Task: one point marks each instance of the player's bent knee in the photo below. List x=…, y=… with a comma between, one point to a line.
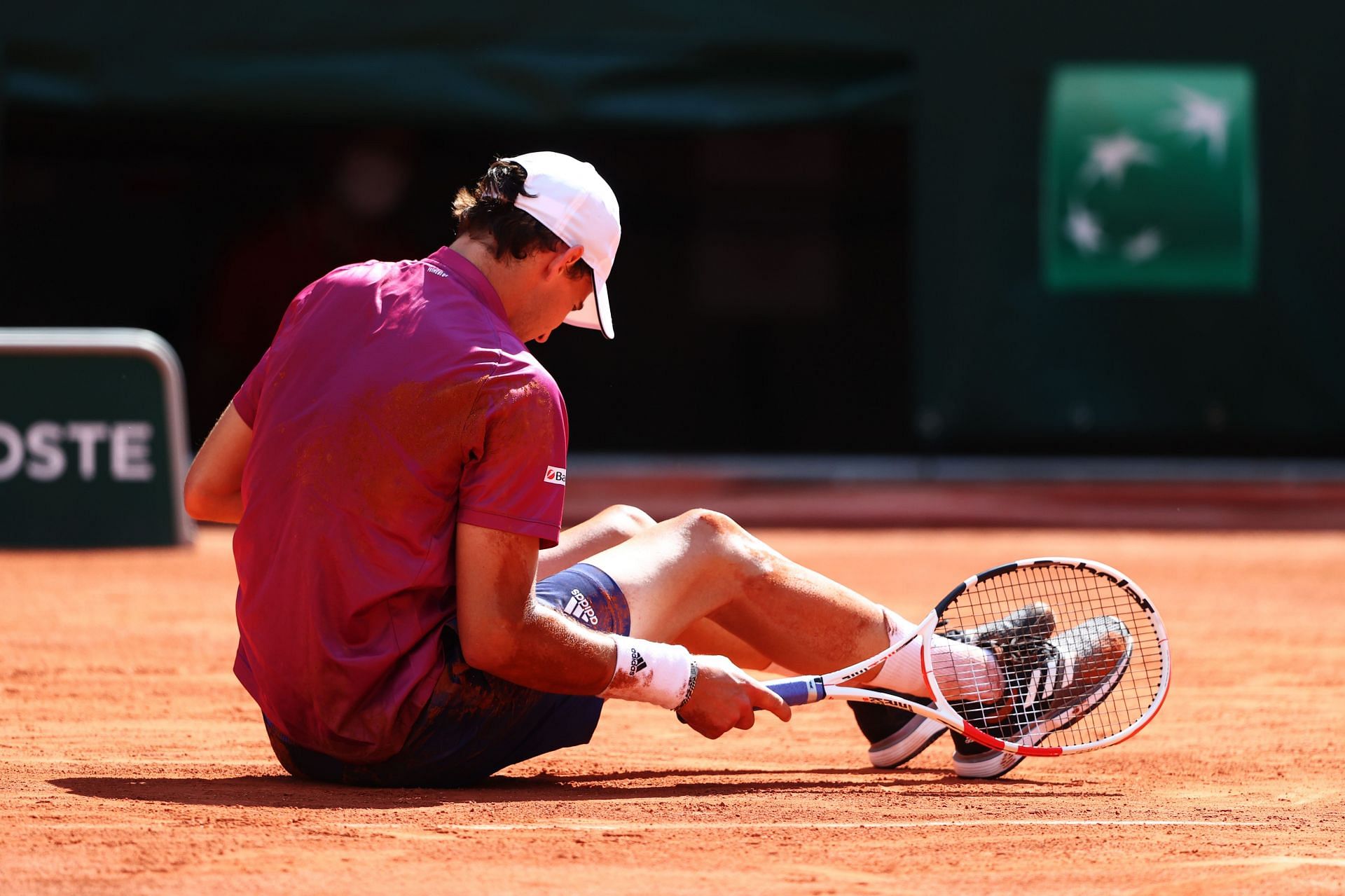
x=715, y=530
x=626, y=520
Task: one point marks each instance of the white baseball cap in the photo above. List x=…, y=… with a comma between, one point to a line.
x=574, y=203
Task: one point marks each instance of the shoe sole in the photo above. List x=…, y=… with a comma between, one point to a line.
x=904, y=745
x=997, y=763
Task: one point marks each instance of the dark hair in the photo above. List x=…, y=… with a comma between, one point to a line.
x=486, y=213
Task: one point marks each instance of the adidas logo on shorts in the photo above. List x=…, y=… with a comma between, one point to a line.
x=580, y=607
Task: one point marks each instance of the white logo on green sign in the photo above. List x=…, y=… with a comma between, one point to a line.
x=1149, y=179
x=46, y=451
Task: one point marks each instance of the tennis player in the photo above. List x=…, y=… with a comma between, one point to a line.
x=411, y=612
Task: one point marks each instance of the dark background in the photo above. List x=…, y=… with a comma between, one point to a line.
x=830, y=214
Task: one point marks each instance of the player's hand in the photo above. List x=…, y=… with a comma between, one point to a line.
x=726, y=697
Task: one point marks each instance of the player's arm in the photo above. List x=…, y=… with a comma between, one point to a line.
x=213, y=490
x=506, y=633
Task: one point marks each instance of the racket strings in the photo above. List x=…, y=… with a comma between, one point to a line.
x=1109, y=654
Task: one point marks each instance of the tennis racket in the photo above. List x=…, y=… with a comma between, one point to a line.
x=1080, y=652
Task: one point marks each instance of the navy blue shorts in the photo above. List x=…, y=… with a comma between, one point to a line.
x=476, y=724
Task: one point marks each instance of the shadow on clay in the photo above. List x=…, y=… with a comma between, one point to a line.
x=283, y=792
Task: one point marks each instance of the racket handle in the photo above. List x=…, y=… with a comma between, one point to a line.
x=796, y=692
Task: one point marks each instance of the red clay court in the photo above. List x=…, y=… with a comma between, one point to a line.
x=134, y=761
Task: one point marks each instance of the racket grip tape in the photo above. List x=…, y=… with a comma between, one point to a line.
x=796, y=692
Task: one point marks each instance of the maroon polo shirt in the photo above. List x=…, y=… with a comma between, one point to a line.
x=393, y=404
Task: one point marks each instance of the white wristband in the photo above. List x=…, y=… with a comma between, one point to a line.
x=650, y=672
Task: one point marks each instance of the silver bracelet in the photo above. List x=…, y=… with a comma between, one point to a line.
x=690, y=685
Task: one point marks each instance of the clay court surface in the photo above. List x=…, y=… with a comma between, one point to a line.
x=131, y=760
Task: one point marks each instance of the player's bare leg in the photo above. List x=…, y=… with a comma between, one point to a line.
x=704, y=565
x=598, y=533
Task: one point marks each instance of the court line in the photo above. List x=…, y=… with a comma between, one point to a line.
x=878, y=825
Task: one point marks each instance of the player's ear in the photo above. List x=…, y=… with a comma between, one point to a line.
x=571, y=257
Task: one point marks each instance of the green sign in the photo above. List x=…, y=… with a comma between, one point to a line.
x=92, y=439
x=1149, y=179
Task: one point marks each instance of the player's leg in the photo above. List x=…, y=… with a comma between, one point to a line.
x=703, y=565
x=595, y=535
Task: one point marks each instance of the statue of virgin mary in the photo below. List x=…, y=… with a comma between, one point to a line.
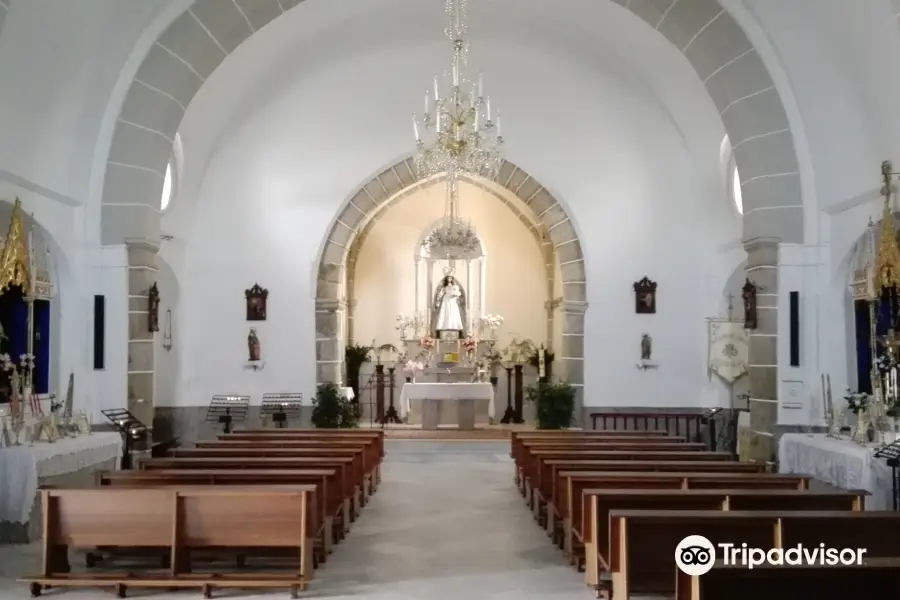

+---+

> **To do**
Without any pictures, repeat the listing exactly.

> **Response to this exercise**
Task: one point marks each instance of the player's bent knee in the photo below. List x=…, y=… with a comma between, one point to a line.
x=715, y=530
x=626, y=520
Task: one point marks each instance of the white baseball cap in the photo above. List x=…, y=… with a comma between, one point to a line.
x=574, y=203
Task: one point marks each instance of the shoe sole in the photo above. List x=…, y=… with a comma between, one point to a line.
x=904, y=745
x=997, y=763
Task: one point marks each instance of the dark hair in the photo above. List x=…, y=… with a comma between, one point to a line.
x=486, y=213
Task: one point marks each instance of the adidas logo on shorts in the photo above. List x=…, y=… with a comma between, one point to a line.
x=580, y=607
Task: one point marks each instance of the white logo on green sign in the photo above. List x=…, y=… with a comma between, one point to a line.
x=1149, y=179
x=46, y=451
Task: one point marks each instance of the tennis player in the photo above. List x=…, y=… with a comma between, one point to a line.
x=411, y=612
Task: one point marks each instance of the dark background in the photo above. List x=…, y=… with a comma between, one point to a line.
x=830, y=214
Task: one point marks each instance of the player's hand in the photo above. List x=…, y=… with a comma between, one point to a line.
x=726, y=697
Task: one point marks each instance of the player's arm in the photo above. List x=…, y=… with a comma between, one point to a line.
x=213, y=490
x=506, y=633
Task: one point marks each instance of the racket strings in the photo above. List x=…, y=… with a comma between, one point to a line.
x=1109, y=654
Task: one point marks each instance of the tennis racket in the photo above. List x=…, y=… with a comma between, one point to a line.
x=1080, y=652
Task: one point marks each instance of the navy blue shorts in the photo above. List x=…, y=… with a comma between, one point to a line.
x=476, y=724
Task: one point marks each instance of the shadow on clay in the photo above. List x=…, y=… with a comma between, one point to a line.
x=283, y=792
Task: one point marks each instance of the racket handle in the photo above. List x=…, y=… with a comma between, one point to a line.
x=796, y=692
Task: one point marks each instance of the red clay court in the photo above. List x=…, y=… with a comma between, one point to a line.
x=134, y=761
Task: one point marks each instance of the racket grip tape in the photo above. List x=…, y=… with a comma between, one point to a line.
x=796, y=692
Task: one point marks each instance of the maroon polo shirt in the photo above. List x=…, y=… with a comma between, one point to a line.
x=393, y=404
Task: one point marks each instance of the white wristband in the photo above. List x=…, y=… with a comma between, one point to a line.
x=650, y=672
Task: one point marks each instance of the silver bracelet in the photo above. List x=…, y=… with a comma between, one point to a line.
x=690, y=685
Task: one point marks each instance of the clay court surface in the photo above. List x=…, y=… with a comma between, one point to a line.
x=131, y=760
Task: one point marks each instance of the player's bare leg in the photo above. List x=…, y=… with a comma between, one point to a line.
x=704, y=565
x=598, y=533
Task: one point marks each instance of the court line in the photo above. List x=…, y=… with a comma between, one point to a line.
x=878, y=825
Task: one point marks each instance of the player's ear in the photo above. List x=…, y=… with a comma between, one point to a line.
x=571, y=257
Task: one point marks each instance of the green sign in the photo above. List x=…, y=… with a comma between, one point to a line.
x=92, y=439
x=1149, y=179
Task: one point marks each instance of the player's leg in the photo above. List x=…, y=… with a comma between, one point to a line.
x=703, y=565
x=595, y=535
Task: one point marks each instance of the statue of virgin mary in the photo below. List x=…, y=… with a comma between, one point to a line.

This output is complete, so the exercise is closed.